# What is this horrible gray stuff?



## PrairieLights (Jun 15, 2016)

This LS has been gorgeous until now, when I brought it out to add fragrances and bottle (at 6 wks). Opened for the first time.
This is the first time I actually used preservative. Liquid Germall Plus at .3 %. Kind of makes me not want to use preservatives - or use a TON. 
It is gray - like when aluminum reacts. No real fuzzy stuff or anything that actually looks like mold... and it smells like wonderful LS... but WHAT?!?!?!?! in the world?!


----------



## DeeAnna (Jun 15, 2016)

Did you use distilled water or tap water to dilute? What is your recipe?


----------



## PrairieLights (Jun 15, 2016)

Distilled water.
I have used this recipe before (without germall) without problems. Egads.
This is:
1/2 water 1/2 glycerin for lye
castor 10%
coconut 33%
olive 23%
shea 10%
sunflower 24%
SF 4%
1 t vitamin e at potato stage
1 t sodium lactate at dilution

I always sanitize everything and try to keep fam away by declaring it a "no fly" zone.

It is so strange..........Help!
(I am thinking it is trash......... which means I had better start a new batch today...)


----------



## DeeAnna (Jun 15, 2016)

Nothing is jumping out at me as being a problem, so I hope others may have some good suggestions for you. 

I always use LGP in my diluted soap at 0.5% by weight. I've got a handful of batches under my belt and have never seen this kind of problem, so I can't say I'd blame the LGP without better evidence that it really is the culprit.


----------



## PrairieLights (Jun 15, 2016)

I agree. As much as I'd like to blame preservatives, I am reasonably sure that is not the problem. But it is so strange. It really looks like when aluminum reacts with... something familiar that is just not coming to me. I use stainless for my stick blender and whisk (if I use it)... spatula is that soaping rubber plastic stuff - wow, my brain is just not working to come up with the word!... bamboo stirring spoon if I use it... glass mason jar..... just no aluminum anywhere!

Records from a collection:
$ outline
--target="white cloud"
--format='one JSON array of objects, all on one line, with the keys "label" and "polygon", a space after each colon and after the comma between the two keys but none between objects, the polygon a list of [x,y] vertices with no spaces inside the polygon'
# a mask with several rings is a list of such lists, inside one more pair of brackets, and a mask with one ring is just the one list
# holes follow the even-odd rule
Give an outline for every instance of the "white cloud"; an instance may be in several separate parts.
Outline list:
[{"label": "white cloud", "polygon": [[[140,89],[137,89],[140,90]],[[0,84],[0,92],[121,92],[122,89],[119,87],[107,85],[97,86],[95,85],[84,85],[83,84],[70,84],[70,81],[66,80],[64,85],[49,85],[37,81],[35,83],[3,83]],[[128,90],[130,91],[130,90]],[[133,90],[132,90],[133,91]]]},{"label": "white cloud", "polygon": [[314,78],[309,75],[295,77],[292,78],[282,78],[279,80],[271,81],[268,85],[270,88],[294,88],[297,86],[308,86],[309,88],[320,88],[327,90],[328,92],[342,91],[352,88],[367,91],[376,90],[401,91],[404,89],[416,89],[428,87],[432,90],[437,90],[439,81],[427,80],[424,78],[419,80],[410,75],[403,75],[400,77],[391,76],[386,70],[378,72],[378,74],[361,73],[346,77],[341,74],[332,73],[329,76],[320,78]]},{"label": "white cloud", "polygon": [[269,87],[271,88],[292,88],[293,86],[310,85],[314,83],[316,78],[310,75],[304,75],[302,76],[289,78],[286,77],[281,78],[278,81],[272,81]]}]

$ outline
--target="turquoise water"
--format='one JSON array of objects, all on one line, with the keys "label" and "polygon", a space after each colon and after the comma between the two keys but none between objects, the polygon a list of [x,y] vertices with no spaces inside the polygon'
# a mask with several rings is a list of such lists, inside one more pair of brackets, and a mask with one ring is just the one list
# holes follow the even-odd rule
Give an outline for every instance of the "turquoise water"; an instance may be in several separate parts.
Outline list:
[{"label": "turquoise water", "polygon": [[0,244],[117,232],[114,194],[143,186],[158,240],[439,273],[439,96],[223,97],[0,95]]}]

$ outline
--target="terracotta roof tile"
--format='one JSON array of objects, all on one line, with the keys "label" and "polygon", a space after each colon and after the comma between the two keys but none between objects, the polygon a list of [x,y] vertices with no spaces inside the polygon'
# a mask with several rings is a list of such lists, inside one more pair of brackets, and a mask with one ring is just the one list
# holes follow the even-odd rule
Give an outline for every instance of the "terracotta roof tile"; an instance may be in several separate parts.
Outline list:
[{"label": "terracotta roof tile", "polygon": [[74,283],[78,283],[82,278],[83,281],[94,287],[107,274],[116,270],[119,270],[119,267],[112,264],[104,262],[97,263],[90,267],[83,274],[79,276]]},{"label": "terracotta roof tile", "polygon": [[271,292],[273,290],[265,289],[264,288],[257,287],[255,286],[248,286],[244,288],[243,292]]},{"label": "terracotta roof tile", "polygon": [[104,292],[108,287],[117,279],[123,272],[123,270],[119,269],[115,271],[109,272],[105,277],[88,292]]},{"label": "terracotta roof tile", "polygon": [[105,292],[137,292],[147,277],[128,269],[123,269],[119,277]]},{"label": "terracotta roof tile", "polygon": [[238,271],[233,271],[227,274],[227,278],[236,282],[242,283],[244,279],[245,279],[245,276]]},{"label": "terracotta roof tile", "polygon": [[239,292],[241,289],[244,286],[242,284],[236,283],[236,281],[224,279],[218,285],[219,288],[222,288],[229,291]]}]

...

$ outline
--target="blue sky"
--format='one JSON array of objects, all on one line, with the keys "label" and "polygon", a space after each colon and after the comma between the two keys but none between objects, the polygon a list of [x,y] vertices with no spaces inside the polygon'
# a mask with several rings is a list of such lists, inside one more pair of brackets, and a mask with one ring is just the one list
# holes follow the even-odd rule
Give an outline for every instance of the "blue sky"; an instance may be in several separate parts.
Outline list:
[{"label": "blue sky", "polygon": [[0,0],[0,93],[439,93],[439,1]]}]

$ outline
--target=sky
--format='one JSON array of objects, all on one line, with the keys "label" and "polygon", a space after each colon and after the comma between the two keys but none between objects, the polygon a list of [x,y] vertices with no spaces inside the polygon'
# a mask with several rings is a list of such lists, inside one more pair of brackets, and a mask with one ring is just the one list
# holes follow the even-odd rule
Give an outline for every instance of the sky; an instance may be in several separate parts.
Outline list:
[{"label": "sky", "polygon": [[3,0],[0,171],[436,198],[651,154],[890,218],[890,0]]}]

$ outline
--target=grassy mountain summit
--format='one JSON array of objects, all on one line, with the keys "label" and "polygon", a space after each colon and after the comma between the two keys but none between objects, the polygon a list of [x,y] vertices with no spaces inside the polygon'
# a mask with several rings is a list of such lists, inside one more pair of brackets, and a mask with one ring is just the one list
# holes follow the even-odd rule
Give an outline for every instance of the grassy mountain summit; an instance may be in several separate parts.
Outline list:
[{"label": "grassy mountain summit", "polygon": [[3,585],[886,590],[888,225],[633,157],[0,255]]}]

* Problems to solve:
A: In the forum thread about the gray stuff, rewrite the paragraph beginning "I agree. As much as I'd like to blame preservatives" as a short bulleted list that keeps its main facts.
B: Write the next post in the forum thread about the gray stuff, picking up after its final post.
These rows have no connection to the forum thread about the gray stuff.

* Responses for each task:
A:
- The writer agrees and is reasonably sure the preservative is not the problem.
- The gray stuff looks like aluminum reacting with something.
- Tools used: stainless stick blender and whisk, a rubber-plastic soaping spatula, a bamboo stirring spoon, and a glass mason jar.
- No aluminum is used anywhere.

B:
I hope someone can shed light on it before I just throw it out and try again (ack). The one picture does show the previous batch leftovers - same recipe - nice and golden without any gray. That batch is 4 months old.


----------



## DeeAnna (Jun 15, 2016)

I looked at the canning jar lid and ring for deterioration too. Didn't see anything obvious in your pic.


----------



## cmzaha (Jun 15, 2016)

I also use LGP in all liquid  and cream soaps with no problems. Sorry cannot help you with what it is, since it is gray.


----------



## PrairieLights (Jun 15, 2016)

Heeeeyyyyyy!!!


----------



## Seawolfe (Jun 15, 2016)

When did you add the Germall? I know it needs to be below a certain temp for lotion making. But I thought that was just for it to be effective...

It cant be the superfat separating can it? I guess you could add some PS 80 to see if it is?


----------



## kchaystack (Jun 15, 2016)

The superfat you list is 4%, which is higher than most on here use.  Could maybe you have weighed your KOH wrong, or it was old and not at full strength?  

Also this is already diluted right?  If it is - it could just be oil separating out ...


----------



## DeeAnna (Jun 15, 2016)

If this was white, I'd be wondering about superfat separating out too. The gray color is throwing me.


----------



## PrairieLights (Jun 15, 2016)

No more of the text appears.